Extrait:
══════════════════════════════
Source : Lettre à Carl Schmitt du 18 septembre 1979, par Jacob Taubes, in. La Philosophie politique de Paul, Schmitt, Benjamin, Nietzsche et Freud, éditions du Seuil, collection Traces écrites.
J’essaie de lire, par obligation universitaire, toute
la littérature récente sur Hobbes, et je ne cesse de m’étonner combien elle
passe à côté du texte ; pourtant, Hobbes a clairement dit, tant dans ses
formules que dans ses images, que le Léviathan analyse la situation du
Commonwealth, d’abord du point de vue ecclésiastique, puis du point de vue
civil…
Je me demande s’il ne faudrait pas lire Hobbes encore
plus à la lettre que vous ne l’avez proposé. Pourquoi le Léviathan doit-il être
seulement considéré comme une « trouvaille littéraire » ? Hobbes
est très sérieux quand il parle du « great Leviathan », de ce
« mortal God » auquel nous devons, et c’est maintenant le
point décisif, « under the immortal God, peace and defence. »
C’est la raison pour laquelle la formule « that Jesus is the Christ »
══════════════════════════════
Lignes de données:
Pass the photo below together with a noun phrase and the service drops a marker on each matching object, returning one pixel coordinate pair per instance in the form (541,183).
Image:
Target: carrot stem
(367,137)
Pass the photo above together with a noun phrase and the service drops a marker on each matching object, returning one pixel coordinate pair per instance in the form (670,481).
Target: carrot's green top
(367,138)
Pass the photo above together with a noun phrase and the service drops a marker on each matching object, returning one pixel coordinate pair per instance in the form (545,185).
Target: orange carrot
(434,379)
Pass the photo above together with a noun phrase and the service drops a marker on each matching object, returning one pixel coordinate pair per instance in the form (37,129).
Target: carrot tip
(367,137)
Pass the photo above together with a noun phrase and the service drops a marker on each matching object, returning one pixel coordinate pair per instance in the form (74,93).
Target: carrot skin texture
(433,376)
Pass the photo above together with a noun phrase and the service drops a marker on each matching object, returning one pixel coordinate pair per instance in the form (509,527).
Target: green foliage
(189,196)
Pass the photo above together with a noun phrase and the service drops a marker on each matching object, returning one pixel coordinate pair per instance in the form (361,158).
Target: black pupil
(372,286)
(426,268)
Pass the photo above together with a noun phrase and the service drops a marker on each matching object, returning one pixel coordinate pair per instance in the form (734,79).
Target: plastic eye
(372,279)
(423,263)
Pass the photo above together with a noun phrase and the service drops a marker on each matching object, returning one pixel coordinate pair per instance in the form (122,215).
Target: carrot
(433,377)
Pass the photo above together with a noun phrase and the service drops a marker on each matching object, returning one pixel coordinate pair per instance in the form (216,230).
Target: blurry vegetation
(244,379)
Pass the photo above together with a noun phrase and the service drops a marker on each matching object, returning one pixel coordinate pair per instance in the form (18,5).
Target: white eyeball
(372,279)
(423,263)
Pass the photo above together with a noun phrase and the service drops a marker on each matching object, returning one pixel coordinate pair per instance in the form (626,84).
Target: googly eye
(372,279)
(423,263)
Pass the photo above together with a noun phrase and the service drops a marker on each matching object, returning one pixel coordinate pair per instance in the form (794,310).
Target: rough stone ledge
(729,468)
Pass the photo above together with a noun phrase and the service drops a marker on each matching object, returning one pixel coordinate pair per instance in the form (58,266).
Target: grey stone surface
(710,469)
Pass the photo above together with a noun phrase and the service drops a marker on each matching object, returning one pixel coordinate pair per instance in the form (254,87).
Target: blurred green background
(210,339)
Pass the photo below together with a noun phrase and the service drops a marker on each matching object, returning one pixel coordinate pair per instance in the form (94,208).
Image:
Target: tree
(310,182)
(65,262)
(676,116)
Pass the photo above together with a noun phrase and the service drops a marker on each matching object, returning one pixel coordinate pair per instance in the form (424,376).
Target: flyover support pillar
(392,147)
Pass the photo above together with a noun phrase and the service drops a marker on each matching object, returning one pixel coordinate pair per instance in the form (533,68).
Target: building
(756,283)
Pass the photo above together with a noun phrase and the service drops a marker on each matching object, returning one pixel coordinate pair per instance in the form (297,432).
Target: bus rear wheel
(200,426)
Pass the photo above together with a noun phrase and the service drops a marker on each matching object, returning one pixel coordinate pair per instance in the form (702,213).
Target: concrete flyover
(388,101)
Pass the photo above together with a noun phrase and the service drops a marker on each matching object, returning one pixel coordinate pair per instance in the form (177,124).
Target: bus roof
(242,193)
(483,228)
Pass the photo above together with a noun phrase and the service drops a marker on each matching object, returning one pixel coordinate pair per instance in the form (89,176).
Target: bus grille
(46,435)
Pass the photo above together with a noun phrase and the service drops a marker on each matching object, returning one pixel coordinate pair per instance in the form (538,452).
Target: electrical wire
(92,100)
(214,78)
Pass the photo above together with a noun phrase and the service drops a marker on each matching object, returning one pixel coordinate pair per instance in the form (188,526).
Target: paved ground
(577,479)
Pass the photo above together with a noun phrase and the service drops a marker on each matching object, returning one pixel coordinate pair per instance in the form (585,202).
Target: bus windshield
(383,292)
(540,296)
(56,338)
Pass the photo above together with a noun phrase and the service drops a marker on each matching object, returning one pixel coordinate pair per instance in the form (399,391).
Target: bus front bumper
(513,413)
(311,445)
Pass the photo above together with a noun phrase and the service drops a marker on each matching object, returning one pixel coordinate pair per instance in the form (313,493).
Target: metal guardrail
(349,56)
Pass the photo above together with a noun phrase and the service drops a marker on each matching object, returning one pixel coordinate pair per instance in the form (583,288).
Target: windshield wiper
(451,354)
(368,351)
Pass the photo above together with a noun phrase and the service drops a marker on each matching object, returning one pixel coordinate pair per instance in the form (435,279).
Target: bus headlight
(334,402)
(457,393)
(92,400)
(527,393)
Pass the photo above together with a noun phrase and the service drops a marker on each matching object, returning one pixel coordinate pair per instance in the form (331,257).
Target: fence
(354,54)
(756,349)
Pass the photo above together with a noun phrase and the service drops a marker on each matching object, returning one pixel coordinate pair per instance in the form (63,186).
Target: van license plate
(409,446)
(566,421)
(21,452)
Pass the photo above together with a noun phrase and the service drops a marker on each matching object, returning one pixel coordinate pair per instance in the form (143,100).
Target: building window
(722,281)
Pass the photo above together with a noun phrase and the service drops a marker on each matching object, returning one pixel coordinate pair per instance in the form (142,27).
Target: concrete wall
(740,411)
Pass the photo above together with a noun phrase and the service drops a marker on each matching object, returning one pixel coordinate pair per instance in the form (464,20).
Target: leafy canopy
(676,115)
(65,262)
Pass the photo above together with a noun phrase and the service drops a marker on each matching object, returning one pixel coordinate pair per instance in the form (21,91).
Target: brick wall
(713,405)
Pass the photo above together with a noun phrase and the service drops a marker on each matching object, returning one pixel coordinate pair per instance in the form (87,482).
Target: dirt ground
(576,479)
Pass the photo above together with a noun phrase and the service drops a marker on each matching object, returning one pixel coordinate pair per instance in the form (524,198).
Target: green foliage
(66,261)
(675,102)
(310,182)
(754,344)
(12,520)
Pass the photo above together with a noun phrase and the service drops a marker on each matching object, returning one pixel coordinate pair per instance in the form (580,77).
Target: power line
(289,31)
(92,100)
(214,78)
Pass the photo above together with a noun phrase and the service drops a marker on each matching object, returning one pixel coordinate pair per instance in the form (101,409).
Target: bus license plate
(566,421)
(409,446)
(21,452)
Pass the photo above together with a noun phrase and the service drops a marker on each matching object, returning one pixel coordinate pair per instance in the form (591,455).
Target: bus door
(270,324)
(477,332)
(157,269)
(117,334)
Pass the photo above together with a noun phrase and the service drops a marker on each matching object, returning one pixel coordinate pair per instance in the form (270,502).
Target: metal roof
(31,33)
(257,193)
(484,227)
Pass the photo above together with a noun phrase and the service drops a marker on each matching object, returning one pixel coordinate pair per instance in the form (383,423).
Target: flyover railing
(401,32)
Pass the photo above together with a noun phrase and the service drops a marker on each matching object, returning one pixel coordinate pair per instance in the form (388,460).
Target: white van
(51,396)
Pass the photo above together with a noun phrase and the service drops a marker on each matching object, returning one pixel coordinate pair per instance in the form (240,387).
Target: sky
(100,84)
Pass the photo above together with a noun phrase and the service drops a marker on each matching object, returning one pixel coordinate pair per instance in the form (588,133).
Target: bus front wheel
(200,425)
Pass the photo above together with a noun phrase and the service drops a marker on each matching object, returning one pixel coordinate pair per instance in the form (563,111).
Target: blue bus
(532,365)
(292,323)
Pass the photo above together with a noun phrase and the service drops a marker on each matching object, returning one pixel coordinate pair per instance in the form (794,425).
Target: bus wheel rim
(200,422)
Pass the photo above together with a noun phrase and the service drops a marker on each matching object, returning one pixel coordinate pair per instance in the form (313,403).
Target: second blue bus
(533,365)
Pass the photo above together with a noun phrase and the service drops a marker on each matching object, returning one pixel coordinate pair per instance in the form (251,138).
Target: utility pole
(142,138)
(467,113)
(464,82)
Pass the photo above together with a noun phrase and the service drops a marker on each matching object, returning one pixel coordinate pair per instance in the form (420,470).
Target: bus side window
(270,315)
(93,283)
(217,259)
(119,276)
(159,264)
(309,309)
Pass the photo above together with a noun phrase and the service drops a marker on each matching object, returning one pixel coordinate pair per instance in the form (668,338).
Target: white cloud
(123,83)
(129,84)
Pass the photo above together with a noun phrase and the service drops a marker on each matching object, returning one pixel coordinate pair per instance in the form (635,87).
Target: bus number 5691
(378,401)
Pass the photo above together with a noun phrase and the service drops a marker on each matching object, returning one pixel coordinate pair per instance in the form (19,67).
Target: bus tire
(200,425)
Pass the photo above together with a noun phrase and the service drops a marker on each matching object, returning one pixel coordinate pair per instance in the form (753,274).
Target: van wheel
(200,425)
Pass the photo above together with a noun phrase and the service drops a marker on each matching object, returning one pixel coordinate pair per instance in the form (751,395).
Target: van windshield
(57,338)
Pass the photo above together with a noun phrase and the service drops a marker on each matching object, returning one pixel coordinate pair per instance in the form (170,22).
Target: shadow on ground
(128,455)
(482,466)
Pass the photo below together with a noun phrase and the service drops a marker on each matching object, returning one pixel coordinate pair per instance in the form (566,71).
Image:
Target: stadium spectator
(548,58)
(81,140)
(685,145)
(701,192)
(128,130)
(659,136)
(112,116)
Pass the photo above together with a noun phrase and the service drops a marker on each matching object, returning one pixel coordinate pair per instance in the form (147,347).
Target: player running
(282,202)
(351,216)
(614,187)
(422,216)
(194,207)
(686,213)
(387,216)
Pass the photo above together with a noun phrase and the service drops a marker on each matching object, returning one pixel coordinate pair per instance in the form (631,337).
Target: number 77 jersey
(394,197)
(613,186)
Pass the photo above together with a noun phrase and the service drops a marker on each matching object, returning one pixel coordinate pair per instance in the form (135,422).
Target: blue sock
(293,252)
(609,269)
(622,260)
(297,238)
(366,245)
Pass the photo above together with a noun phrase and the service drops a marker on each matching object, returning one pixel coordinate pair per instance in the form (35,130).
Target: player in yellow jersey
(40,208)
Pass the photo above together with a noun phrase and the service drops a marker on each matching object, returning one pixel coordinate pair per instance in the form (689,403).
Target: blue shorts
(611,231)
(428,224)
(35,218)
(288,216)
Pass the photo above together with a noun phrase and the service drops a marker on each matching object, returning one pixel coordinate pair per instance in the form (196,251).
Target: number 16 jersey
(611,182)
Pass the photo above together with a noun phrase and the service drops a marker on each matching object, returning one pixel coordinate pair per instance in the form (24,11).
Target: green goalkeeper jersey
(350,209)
══════════════════════════════
Consignes:
• a. Modifiez la lettre à Carl Schmitt, de « Source : Lettre » jusqu'à « collection Traces écrites. » inclus, en remplaçant « septembre » par « octobre ».
• b. D'après la lettre à Carl Schmitt, pour quelle raison Jacob Taubes lit-il toute la littérature récente sur Hobbes ?

Résultats:
• a.
Source : Lettre à Carl Schmitt du 18 octobre 1979, par Jacob Taubes, in. La Philosophie politique de Paul, Schmitt, Benjamin, Nietzsche et Freud, éditions du Seuil, collection Traces écrites.

• b. Par obligation universitaire.